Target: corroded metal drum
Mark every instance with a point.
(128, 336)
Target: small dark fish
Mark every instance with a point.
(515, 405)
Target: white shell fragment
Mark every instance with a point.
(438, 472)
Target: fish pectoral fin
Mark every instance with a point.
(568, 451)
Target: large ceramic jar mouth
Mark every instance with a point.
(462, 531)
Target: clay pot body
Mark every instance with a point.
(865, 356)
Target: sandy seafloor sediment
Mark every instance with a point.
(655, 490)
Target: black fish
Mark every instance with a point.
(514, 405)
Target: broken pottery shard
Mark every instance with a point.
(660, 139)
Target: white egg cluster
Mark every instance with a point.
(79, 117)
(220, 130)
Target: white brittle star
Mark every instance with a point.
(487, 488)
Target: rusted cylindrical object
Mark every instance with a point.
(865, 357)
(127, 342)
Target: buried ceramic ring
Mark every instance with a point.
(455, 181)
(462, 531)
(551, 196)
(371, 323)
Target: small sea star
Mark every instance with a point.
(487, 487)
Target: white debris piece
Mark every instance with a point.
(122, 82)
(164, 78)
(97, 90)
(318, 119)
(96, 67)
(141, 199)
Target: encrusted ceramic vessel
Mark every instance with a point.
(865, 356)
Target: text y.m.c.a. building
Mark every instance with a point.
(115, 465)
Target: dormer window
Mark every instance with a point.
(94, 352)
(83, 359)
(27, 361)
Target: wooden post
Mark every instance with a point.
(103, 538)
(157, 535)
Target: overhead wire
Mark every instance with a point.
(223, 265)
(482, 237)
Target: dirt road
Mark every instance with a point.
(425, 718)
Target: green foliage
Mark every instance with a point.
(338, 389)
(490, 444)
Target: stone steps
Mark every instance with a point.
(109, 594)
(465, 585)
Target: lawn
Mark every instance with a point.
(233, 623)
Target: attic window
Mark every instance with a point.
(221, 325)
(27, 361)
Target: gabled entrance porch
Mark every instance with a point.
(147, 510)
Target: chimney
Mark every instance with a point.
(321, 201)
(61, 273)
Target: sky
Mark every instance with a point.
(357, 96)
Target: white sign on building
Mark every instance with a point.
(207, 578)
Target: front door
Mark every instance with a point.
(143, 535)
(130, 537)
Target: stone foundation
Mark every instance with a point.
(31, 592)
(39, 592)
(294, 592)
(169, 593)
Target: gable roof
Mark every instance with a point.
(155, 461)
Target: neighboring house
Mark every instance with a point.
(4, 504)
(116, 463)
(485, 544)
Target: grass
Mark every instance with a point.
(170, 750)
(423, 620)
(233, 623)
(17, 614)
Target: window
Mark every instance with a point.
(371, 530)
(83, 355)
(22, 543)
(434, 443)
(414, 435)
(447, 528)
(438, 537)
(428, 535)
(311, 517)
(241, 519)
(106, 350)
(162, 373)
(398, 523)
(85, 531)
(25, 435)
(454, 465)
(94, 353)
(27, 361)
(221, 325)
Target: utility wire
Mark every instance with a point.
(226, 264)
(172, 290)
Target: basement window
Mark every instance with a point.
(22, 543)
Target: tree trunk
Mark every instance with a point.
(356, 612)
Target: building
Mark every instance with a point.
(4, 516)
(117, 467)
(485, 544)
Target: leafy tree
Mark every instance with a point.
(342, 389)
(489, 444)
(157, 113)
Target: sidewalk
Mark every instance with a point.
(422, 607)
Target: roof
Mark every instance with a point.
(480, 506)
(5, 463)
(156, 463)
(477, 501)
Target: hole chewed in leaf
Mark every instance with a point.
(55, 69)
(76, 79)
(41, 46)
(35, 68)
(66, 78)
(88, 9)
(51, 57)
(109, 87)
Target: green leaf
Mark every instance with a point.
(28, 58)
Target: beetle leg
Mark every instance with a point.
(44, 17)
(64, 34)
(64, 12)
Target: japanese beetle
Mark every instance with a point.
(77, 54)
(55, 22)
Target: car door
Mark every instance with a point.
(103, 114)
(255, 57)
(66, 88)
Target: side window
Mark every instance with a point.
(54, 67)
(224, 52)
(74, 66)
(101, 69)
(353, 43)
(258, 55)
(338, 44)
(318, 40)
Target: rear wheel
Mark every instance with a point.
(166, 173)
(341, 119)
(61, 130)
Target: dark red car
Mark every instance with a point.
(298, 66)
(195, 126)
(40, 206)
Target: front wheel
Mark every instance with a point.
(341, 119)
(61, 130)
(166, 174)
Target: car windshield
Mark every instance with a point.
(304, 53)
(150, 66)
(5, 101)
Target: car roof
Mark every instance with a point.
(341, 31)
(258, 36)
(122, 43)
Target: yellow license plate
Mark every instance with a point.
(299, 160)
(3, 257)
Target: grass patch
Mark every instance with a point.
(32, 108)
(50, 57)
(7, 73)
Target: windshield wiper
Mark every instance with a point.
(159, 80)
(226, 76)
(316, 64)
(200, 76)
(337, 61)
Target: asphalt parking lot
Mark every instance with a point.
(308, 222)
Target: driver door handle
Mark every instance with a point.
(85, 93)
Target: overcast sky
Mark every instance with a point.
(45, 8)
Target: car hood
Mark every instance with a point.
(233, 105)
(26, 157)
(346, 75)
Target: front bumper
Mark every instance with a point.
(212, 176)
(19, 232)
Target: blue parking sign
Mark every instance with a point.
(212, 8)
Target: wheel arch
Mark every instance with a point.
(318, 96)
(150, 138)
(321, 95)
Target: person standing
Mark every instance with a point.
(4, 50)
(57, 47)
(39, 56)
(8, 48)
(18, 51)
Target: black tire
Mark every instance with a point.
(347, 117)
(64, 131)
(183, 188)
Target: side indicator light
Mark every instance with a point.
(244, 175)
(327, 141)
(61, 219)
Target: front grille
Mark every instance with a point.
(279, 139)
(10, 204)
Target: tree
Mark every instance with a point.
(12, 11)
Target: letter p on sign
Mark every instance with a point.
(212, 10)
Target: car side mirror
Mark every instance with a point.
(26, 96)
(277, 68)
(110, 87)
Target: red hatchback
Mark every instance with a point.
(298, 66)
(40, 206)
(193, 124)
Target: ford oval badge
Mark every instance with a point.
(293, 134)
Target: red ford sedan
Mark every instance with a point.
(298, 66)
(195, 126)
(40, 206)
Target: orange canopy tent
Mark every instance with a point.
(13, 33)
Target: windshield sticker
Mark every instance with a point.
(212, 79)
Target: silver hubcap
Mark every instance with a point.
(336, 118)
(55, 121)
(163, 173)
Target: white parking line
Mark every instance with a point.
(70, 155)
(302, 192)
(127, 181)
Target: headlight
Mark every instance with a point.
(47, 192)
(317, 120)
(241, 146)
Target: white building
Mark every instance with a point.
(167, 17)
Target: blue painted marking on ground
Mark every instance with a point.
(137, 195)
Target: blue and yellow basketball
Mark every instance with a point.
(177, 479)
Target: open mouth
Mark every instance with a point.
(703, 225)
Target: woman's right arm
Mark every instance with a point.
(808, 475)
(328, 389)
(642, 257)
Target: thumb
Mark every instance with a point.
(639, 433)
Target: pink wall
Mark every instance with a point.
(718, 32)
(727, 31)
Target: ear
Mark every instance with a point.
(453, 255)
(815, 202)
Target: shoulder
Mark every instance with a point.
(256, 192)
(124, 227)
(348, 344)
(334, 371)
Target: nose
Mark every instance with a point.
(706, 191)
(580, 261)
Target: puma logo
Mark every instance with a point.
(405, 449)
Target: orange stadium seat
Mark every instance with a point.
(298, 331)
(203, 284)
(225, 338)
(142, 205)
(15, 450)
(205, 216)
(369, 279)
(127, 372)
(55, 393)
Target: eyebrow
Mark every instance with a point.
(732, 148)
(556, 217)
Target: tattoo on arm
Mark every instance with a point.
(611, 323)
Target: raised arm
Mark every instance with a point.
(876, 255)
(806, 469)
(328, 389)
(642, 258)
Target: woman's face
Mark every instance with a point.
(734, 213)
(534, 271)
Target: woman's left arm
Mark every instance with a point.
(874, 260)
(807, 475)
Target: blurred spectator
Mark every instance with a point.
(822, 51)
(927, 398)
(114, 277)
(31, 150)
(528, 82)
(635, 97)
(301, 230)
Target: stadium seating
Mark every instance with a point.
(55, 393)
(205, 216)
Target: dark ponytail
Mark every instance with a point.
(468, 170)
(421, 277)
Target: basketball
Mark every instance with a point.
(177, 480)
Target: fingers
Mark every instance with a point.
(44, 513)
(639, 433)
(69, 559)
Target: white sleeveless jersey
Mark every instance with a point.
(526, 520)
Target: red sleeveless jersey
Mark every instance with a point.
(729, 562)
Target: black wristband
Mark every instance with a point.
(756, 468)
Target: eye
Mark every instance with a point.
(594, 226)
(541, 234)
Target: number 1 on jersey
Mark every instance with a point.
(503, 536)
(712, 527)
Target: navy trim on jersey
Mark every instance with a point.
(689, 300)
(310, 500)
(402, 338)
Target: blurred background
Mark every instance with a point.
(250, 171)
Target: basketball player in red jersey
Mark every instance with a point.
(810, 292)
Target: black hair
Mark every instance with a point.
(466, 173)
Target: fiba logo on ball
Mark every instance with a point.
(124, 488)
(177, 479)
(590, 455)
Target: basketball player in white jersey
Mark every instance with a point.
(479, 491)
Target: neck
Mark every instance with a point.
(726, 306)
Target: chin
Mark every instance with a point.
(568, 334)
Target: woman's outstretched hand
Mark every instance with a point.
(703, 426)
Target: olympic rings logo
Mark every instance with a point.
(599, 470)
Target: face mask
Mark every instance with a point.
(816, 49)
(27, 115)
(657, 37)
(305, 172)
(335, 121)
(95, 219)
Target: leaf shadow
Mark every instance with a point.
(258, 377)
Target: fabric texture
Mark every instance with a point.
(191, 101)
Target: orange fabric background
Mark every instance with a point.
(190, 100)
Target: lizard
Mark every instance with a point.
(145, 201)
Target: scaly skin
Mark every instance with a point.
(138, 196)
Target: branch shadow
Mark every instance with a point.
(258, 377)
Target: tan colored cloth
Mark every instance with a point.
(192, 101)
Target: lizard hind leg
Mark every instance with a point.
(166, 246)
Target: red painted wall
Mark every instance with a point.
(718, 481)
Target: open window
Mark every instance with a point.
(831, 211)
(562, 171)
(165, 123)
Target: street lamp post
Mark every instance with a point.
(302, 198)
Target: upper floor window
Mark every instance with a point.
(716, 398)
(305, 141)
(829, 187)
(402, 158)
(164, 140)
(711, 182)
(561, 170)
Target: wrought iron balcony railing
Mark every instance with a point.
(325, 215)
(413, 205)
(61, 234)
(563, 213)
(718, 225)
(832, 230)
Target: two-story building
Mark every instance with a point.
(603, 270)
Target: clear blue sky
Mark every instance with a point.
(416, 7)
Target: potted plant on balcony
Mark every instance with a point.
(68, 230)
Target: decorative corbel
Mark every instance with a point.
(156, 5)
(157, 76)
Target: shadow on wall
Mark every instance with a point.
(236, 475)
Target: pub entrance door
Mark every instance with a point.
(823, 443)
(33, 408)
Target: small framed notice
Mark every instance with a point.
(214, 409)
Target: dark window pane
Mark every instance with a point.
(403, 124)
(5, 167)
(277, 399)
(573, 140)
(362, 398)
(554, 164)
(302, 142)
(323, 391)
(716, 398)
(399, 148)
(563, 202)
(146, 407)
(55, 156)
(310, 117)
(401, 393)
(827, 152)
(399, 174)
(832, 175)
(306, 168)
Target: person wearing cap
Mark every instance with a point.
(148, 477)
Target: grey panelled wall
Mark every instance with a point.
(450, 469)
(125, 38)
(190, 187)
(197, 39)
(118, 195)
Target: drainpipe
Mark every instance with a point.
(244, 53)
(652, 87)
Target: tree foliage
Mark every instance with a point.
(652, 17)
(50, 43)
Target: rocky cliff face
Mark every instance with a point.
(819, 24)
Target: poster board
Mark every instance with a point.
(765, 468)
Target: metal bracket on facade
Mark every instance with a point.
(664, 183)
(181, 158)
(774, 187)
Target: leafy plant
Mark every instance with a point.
* * *
**GOAL OF THE EXERCISE:** Lines holding the word "background" should be copied from the entries above.

**ANSWER AREA:**
Target: blurred background
Target: orange fabric background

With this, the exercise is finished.